*Source extract:*
The Nixon–Ford Power Transition as an Example of Impeachment Outcomes
If we imagine a scenario in which impeachment becomes likely, the logic of American politics dictates the next step automatically: power transitions to the vice president. This is precisely what happened in 1974 with Nixon and Ford—and Ford’s ascent to the presidency marked the moment when political power in the U.S. quietly shifted from charismatic politicians to a world of consulting corporations, private think tanks, and an administrative apparatus that operates more like a management structure than a political institution. The American state became corporatized—quietly, without coups or dramatic gestures, yet irreversibly.
The Hawks: J.D. Vance as a Potential New Gerald Ford
In today’s context, J.D. Vance could play a similar role—a figure who is not a dictator by temperament, but whose worldview and political environment could dramatically shift the balance of power. For a Russian-speaking audience, the phrase “Iraq War veteran” sounds neutral, almost mundane. In the U.S., it is a strong marker of ideological formation. Those who served in Iraq were shaped by an atmosphere of total militarization, by the “clash of civilizations” narrative promoted by the Bush administration as a quasi-religious crusade. Many served in Guantánamo, in counterterrorism units, in the Marine Corps—institutions where the operational reflex becomes “force plus suspicion.”
Today, the security bloc of the Republican administration is composed precisely of such figures:
Secretary of Defense Pete Hegseth, a veteran of Iraq;
ATF Director Daniel Driscoll, head of an agency known for its aggressive history (including the Reagan-era “War on Drugs,” which claimed no fewer lives than the narcotics crisis itself);
the Secretary of the Army;
and Secretary of State Marco Rubio—a politician with a sharply defined religious-nationalist ideology.

*Dataset excerpts:*
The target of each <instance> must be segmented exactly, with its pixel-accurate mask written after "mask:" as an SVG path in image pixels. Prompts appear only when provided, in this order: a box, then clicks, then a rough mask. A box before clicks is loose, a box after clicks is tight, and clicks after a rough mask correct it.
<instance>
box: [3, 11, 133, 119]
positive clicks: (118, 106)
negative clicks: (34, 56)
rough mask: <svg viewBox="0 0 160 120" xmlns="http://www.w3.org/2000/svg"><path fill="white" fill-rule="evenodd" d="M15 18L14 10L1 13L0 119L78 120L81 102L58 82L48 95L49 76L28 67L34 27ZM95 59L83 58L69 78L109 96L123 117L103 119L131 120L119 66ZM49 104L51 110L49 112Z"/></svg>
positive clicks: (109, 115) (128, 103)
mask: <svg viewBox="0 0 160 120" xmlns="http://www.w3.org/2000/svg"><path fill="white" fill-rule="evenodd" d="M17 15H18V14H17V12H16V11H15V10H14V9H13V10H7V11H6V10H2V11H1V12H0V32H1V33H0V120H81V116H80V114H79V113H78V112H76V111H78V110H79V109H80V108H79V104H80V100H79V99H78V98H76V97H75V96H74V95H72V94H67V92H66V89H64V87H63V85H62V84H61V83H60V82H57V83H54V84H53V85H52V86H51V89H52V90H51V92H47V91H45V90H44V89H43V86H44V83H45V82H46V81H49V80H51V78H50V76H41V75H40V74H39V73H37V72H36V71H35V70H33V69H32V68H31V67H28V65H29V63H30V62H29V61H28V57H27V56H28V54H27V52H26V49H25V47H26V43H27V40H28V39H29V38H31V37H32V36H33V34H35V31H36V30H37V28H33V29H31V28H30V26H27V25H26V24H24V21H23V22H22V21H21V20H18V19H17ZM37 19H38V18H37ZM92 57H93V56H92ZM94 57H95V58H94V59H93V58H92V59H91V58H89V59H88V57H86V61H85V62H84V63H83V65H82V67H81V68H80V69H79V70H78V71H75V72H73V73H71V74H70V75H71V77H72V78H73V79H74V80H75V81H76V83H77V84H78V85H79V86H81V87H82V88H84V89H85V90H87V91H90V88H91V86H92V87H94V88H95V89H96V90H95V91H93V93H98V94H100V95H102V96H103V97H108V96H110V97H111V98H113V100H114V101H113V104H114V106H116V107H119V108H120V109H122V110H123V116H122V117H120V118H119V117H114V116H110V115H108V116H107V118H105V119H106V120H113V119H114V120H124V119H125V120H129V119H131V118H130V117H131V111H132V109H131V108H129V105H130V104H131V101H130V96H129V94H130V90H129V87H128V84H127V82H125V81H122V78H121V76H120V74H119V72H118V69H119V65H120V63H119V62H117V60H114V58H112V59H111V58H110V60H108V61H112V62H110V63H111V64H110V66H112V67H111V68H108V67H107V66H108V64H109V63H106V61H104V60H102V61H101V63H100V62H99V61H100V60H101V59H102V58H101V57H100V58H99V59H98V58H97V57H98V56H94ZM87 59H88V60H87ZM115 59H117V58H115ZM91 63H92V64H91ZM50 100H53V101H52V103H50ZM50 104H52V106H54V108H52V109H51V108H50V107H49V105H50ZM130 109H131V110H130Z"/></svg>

*Directions:*
a: Answer these from the Nixon–Ford transition text:
(i) In what year did power pass from Nixon to Ford?
(ii) Which agency is Daniel Driscoll named as directing?
(iii) Who is named as Secretary of Defense?
b: List every government post that the Nixon–Ford transition text gives for a member of the Republican administration's security bloc.
c: Please extend the Nixon–Ford transition text, starting right after its last line.

*Answers:*
a:
(i) 1974
(ii) The ATF
(iii) Pete Hegseth

b:
Secretary of Defense
ATF Director
Secretary of the Army
Secretary of State

c:
What unites them is not simply wartime experience, but a worldview in which the world is a battlefield of endless confrontation, compromise is weakness, and order is achievable only through force.
Is This a Turn Toward Military Rule?
Such a cabinet does not create a junta, but it does form a distinctive “security technocratic style” reminiscent of models familiar to post-Soviet readers: from Netanyahu-era Israel to Russia’s security-vertical. The U.S. system still preserves elections, separation of powers, and a free press—but beneath the surface, decision-making is increasingly concentrated in the hands of a narrow group with a militarized worldview. This is not a coup—it is a drift.
This drift is reinforced by external factors:
the escalation of the war in the Middle East and U.S. involvement in it;
the strategic setbacks in Ukraine, where Washington invested vast political capital;
the rise of the Democratic Party’s left wing, particularly visible in New York;
and deepening racial and cultural polarization.
All of this creates an environment in which a force-based approach becomes politically advantageous. Meanwhile, another front is developing: the push to control artificial intelligence. Here it is crucial to understand that the American debate on AI regulation is neither philosophy nor futurism. It is a debate about the management of information, access to data, and the ability to transform digital systems into tools of national security. A historical analogy is the Soviet OGAS project, where the military was envisioned as the overseer of a unified national information system, as the “least corruptible institution.”
In the U.S., the Pentagon, intelligence agencies, and the Department of Homeland Security could assume a similar role. If political power shifts toward Vance and the security bloc, AI regulation risks becoming part of a new Patriot Act—a mechanism that formally protects the nation but in practice expands the authority of the state and private corporations.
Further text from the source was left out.